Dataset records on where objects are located
▬▬▬▬▬▬▬▬▬▬
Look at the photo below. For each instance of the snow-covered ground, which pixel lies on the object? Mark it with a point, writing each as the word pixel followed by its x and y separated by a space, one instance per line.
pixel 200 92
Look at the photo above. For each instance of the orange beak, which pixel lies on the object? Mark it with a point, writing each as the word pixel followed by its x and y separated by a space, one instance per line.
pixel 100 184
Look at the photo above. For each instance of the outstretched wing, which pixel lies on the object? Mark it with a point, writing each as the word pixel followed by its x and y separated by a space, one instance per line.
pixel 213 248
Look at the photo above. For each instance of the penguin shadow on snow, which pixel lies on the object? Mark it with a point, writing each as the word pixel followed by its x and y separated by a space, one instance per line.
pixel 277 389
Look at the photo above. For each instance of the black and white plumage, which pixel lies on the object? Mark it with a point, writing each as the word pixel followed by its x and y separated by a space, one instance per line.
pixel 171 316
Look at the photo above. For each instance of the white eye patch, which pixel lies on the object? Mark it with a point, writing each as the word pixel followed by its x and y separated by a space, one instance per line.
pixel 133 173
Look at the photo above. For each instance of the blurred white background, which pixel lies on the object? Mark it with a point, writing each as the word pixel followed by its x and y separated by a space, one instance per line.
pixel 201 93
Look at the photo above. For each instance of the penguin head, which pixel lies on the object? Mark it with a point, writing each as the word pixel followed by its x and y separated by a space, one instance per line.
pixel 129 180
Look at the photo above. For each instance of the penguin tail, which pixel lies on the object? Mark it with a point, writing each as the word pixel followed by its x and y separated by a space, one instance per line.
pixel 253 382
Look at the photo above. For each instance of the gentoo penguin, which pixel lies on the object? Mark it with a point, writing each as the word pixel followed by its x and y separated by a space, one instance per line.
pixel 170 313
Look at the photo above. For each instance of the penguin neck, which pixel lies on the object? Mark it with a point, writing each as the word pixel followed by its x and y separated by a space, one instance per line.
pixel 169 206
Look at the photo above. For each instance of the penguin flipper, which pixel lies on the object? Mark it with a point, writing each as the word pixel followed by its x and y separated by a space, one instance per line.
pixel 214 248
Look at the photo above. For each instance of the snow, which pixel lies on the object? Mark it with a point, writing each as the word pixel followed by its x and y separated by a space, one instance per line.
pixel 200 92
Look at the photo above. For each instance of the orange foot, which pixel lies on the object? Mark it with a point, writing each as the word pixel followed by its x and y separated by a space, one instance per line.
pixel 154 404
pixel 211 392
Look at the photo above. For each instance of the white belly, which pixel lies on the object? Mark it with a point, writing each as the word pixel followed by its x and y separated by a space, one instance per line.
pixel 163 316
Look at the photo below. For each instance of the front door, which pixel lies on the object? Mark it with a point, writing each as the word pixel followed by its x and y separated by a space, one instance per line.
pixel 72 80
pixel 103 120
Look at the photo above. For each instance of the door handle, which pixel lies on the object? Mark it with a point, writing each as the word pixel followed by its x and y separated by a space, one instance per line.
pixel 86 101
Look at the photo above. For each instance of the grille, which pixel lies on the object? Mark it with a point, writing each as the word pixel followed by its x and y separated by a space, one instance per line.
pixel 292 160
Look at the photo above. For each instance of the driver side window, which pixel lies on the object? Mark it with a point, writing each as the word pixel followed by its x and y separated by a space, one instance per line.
▬▬▬▬▬▬▬▬▬▬
Copy every line of the records above word for word, from the first record through the last.

Look at the photo below. For each instance of the snow-covered ground, which pixel lies on the object? Mark it with a point, writing each as the word pixel followed by its x and y separated by a space, one instance per line.
pixel 200 92
Look at the photo above. For each instance of the orange beak, which pixel lies on the object? Mark it with a point, writing each as the word pixel followed by its x and y separated by a space, one instance per line.
pixel 100 184
Look at the photo above. For each instance of the outstretched wing, which pixel lies on the object? Mark it with a point, writing each as the word pixel followed by its x and y separated by a space, one instance per line.
pixel 213 248
Look at the photo above. For each instance of the penguin shadow on snow, which pixel lies on the object? Mark it with a point, writing each as the word pixel followed by its x and y separated by a space, one instance per line.
pixel 277 389
Look at the photo above. For each instance of the black and white plumage, which pixel lies on the object? Mark it with a point, writing each as the word pixel followed by its x and y separated by a space, one instance per line.
pixel 171 316
Look at the photo above. For each instance of the white eye patch, which pixel lies on the object? Mark it with a point, writing each as the word pixel followed by its x and y separated by a space, one instance per line.
pixel 133 173
Look at the photo above. For each instance of the blurred white background, which pixel lies on the object? Mark it with a point, writing each as the word pixel followed by its x and y separated by a space, one instance per line.
pixel 201 93
Look at the photo above. For each instance of the penguin head, which pixel lies on the object? Mark it with a point, writing each as the word pixel followed by its x and y separated by a space, one instance per line.
pixel 129 180
Look at the photo above. For each instance of the penguin tail, which pixel lies on the object? Mark it with a point, writing each as the word pixel followed by its x and y separated by a space, one instance per line.
pixel 253 382
Look at the photo above. For each instance of the gentoo penguin, which pixel lies on the object? Mark it with a point, writing each as the word pixel followed by its x and y separated by a space, one instance per line.
pixel 170 313
Look at the photo above. For each instance of the penguin neck, which pixel lies on the object? Mark it with a point, writing each as the word pixel followed by its x and y separated by a space, one instance per line.
pixel 169 206
Look at the photo above. For each instance of the penguin flipper, which pixel lies on the object? Mark it with a point, writing each as the word pixel followed by its x and y separated by a space, one instance per line.
pixel 214 248
Look at the photo above. For each instance of the snow, which pixel lies on the object? Mark it with a point, writing each as the word pixel followed by its x and y separated by a space, one instance per line.
pixel 200 92
Look at the photo above. For each instance of the orange foot, which pixel lies on the object? Mark it with a point, writing each as the word pixel followed by its x and y separated by a space, one instance per line.
pixel 154 404
pixel 211 392
Look at the photo above. For each instance of the white belly, which pixel lies on the object? Mark it with a point, writing each as the word pixel followed by its x and y separated by a space, one instance per line.
pixel 163 316
Look at the photo below. For each instance of the front door, which pixel lies on the object? Mark it with a point, writing each as the word pixel followed by its x and y separated by a space, one instance per line.
pixel 72 80
pixel 103 120
Look at the photo above. For each instance of the door handle, which pixel lies on the object? Mark it with a point, writing each as the word pixel followed by its x and y separated by a space, one instance per line.
pixel 86 101
Look at the photo above. For each instance of the grille, which pixel lies on the object? Mark it with a point, writing each as the word pixel followed by its x and y separated by a space, one instance per line.
pixel 292 160
Look at the photo above. For each instance of the driver side window, which pixel lies on the object? Mark it with a point, writing each as the word pixel followed by its x and y separated by a space, one instance per line.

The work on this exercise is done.